Work to complete >>
Reproduce the text of every item below verbatim, omitting the pictures.

Listed records >>
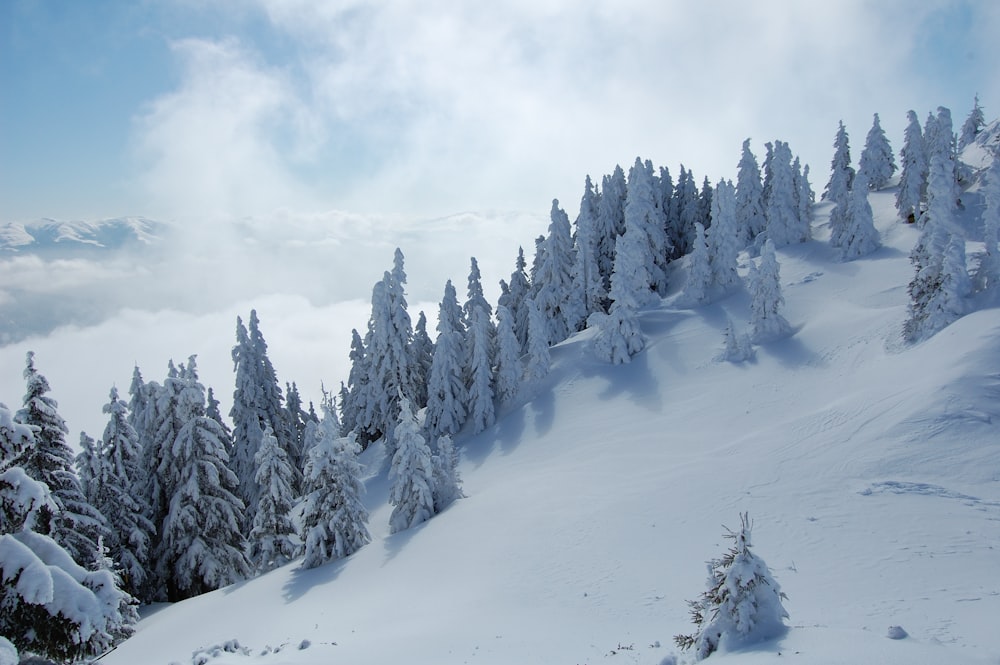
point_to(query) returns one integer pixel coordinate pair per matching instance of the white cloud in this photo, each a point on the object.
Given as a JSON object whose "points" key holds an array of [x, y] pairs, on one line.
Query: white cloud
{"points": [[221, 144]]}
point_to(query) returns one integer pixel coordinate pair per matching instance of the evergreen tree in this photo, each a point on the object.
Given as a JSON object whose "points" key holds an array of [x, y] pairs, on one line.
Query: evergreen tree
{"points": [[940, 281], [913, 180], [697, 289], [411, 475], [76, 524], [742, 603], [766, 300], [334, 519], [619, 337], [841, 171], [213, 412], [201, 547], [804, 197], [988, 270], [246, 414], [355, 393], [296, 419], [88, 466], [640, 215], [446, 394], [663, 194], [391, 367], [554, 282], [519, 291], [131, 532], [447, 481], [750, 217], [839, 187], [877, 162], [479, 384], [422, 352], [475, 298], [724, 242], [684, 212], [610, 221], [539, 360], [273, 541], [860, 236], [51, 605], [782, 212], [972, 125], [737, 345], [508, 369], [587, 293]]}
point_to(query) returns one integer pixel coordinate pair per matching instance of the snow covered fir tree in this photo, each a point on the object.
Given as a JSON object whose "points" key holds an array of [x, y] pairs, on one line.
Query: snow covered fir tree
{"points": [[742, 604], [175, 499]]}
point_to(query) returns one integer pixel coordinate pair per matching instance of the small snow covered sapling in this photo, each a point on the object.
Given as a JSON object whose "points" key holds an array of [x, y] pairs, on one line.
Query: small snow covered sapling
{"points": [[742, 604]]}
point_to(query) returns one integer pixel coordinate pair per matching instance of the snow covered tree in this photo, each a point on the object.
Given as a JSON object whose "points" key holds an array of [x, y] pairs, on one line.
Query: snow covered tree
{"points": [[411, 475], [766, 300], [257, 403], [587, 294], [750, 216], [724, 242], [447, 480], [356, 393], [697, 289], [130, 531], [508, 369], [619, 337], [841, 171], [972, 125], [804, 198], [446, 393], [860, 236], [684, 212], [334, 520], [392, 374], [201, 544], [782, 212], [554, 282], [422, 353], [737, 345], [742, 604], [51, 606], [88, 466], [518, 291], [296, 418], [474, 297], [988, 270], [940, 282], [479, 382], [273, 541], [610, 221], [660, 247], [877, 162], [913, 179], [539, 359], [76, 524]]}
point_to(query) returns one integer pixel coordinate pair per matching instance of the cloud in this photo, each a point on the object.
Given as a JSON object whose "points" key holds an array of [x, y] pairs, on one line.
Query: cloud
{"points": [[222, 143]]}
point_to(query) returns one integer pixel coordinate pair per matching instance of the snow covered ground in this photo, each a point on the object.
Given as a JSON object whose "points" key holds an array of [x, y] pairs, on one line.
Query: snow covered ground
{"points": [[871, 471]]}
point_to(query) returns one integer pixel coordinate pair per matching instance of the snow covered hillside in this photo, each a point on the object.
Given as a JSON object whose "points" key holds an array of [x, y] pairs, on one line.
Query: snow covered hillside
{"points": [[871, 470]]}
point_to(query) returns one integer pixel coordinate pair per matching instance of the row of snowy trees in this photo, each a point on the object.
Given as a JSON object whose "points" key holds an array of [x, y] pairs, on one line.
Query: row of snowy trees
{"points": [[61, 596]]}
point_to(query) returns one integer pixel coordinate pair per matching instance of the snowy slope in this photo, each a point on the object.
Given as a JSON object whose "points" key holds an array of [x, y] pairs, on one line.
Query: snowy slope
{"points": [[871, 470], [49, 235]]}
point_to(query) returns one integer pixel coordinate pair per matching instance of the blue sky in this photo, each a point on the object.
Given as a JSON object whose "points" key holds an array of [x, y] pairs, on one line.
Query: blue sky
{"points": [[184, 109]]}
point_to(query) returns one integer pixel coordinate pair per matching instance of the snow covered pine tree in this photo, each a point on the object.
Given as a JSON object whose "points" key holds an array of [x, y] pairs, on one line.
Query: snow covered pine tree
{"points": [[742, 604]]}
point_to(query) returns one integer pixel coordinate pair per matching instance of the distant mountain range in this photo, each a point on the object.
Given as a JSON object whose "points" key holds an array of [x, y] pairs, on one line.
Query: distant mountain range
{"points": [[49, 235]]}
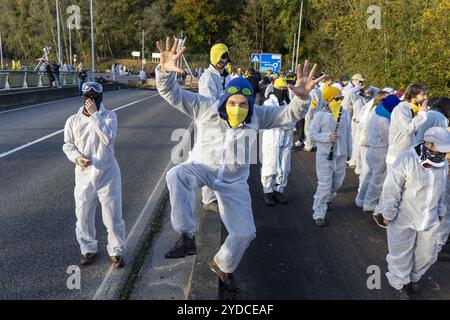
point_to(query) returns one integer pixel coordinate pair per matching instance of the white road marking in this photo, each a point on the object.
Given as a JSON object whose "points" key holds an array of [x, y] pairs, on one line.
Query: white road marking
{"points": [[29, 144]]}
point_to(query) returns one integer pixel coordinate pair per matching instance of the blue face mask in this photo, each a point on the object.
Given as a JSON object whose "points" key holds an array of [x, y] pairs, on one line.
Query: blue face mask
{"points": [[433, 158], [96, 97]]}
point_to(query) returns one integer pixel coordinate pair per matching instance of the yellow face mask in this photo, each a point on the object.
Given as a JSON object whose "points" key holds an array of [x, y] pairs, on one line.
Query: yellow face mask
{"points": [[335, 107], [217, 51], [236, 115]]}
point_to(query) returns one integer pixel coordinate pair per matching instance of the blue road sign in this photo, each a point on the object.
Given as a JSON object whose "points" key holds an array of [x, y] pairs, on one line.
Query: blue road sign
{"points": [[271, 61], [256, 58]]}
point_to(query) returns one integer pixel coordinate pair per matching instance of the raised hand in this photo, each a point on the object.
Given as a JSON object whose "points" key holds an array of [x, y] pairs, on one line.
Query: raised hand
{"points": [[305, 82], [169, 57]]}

Result for this task >>
point_to(query) returns one integer pixel coordinate pair per matching instance of the white cloud in this photo, each a point on the object.
Given as a JSON object whose "points" key holds an array of [x, y] pairs, on one line.
Query: white cloud
{"points": [[221, 144]]}
point_to(query) returns one integer pixel coordinate pair per matching instance of the evergreen tree in this photo, each a point on the object.
Given as a JSON object whose "points" key holds an array of [x, y] pairs, on one line.
Query: evergreen tree
{"points": [[940, 281], [913, 180], [697, 289], [411, 475], [76, 524], [742, 603], [766, 300], [334, 519], [619, 337], [841, 171], [213, 412], [201, 547], [804, 197], [988, 270], [246, 414], [355, 393], [296, 419], [88, 466], [640, 215], [446, 394], [663, 194], [391, 367], [554, 282], [519, 291], [131, 532], [447, 481], [750, 217], [839, 187], [877, 162], [479, 384], [422, 352], [475, 298], [724, 242], [684, 212], [610, 221], [539, 360], [273, 541], [860, 236], [51, 605], [782, 212], [972, 125], [737, 345], [508, 369], [587, 293]]}
point_to(query) returns one integer pixel coordinate pair per matching instance of the snow covered fir tree in this photo, each a point on the object.
Given as a JSON object whose "points" key holds an array of [x, y] pairs, on one line.
Query: snow covered fir tree
{"points": [[742, 604], [175, 499]]}
point_to(query) returns one integer pixel coordinate pair per matching instance of the small snow covered sapling in this photo, each a point on the object.
Given as a JSON object whose "points" key holds an array of [x, y] pairs, on one line.
Query: small snow covered sapling
{"points": [[742, 604]]}
point_to(query) returns one integer pixel coordinate pair per matching instance of the snow covered tree in this photo, each a point on the object.
Given as a JSON object whose "points" key holds an array of [x, y] pairs, on one line.
Query: snow covered tree
{"points": [[411, 475], [766, 300], [257, 403], [587, 294], [750, 216], [724, 242], [447, 480], [356, 393], [697, 289], [130, 531], [508, 369], [619, 337], [841, 171], [972, 125], [804, 198], [446, 393], [860, 236], [684, 212], [334, 520], [392, 374], [201, 544], [782, 212], [554, 282], [422, 353], [737, 345], [742, 604], [51, 606], [88, 466], [518, 291], [296, 418], [474, 297], [988, 270], [940, 282], [479, 382], [273, 541], [610, 221], [660, 247], [877, 162], [913, 179], [539, 359], [76, 524]]}
point_to(query) returns one integer pixel coordinate pair per matching instance of the cloud in this photo, each a point on the object.
Given as a JSON object whose "points" key holds an array of [x, y] pairs, on one line.
Query: cloud
{"points": [[222, 143]]}
point_to(query) returns one integer pixel coordinate pair per matching instance of the snow covered ground in this photo, each a point on the object.
Given as a JSON object whose "points" key holds an array of [x, y] pairs, on one line.
Query: snow covered ground
{"points": [[871, 471]]}
point_to(query) returns one integer pixel coordinate pair per matching instance of the snow covered hillside in this photo, each a point on the object.
Given as a JSON object whose "points" key holds an array of [x, y] pairs, on one line.
Query: snow covered hillside
{"points": [[871, 470]]}
point_to(query) returns one integer pixel coordinate pair per matching instance of the row of snowy trees in this photo, each a point on the object.
Given as a JSON object whose "points" key holds an array of [x, y] pairs, on one line.
Query: row of snowy trees
{"points": [[61, 596]]}
point_to(query) returns one integer pixel coordinate pair per matching instance of the snowy slope in this photo, each a point on the object.
Given as a JSON object whose "points" key holds an array of [x, y] pairs, on one line.
Query: snowy slope
{"points": [[871, 470], [49, 235]]}
point_to(query) returns one integer pixel coordinate pair per matching instance of the blue sky in this photo, each a point on the object.
Given as a JSON object whose "points" key holds an array of [x, y] pairs, on one line.
Query: blue sky
{"points": [[184, 109]]}
point_to(query) returns one integer pixel coordinate pair per matching instance of the snow covered pine tree in this photo, each a point on the object.
Given as a JSON object whose "points" key holds an array of [x, y] pairs, on one line.
Query: snow covered pine tree
{"points": [[742, 604]]}
point_to(query) returns one integer pixel coordinate pair per matching instance of the distant mountain range in this photo, each a point on the object.
Given as a JSON object whose "points" key holds an array of [x, y] pairs, on one line.
Query: distant mountain range
{"points": [[49, 235]]}
point_to(query) returns one integer pixel coordinate pair per matching instance of the white road marking in this photo, each a point on the object.
Given as a JSON object whose "points" key holds an array of [x, y] pairs, on one line.
Query: white road marking
{"points": [[29, 144]]}
point_to(query) returns one integer pixel coordinate pair per matching instance of the blue face mask in this photo, each a point on the object.
Given as a JSON object whose "points" key holds an array of [x, y] pairs, on one line.
Query: blue face mask
{"points": [[433, 158], [96, 97]]}
point_to(query) returns one integer pixel coordinate pair per matching instance of the yellow face mask in this photo, each a point on the object.
Given as a JSON object whose "points" key holds an array of [x, y] pairs, on one line.
Query: yellow face mask
{"points": [[335, 107], [217, 51], [236, 115]]}
point_to(query) returns one integer pixel coordinate pair per matching instance of the blue road sign in this photo, each a point on the object.
Given as a JSON object whose "points" key holds an array of [x, y] pairs, on one line.
Query: blue road sign
{"points": [[271, 61], [256, 58]]}
point_to(query) returns one integer pixel coordinate pair per matching instance of the raised hand in this photo, each a point on the object.
Given as a JSON object whose "points" key holds an array of [x, y] pairs, on one line.
Query: raised hand
{"points": [[305, 82], [169, 57]]}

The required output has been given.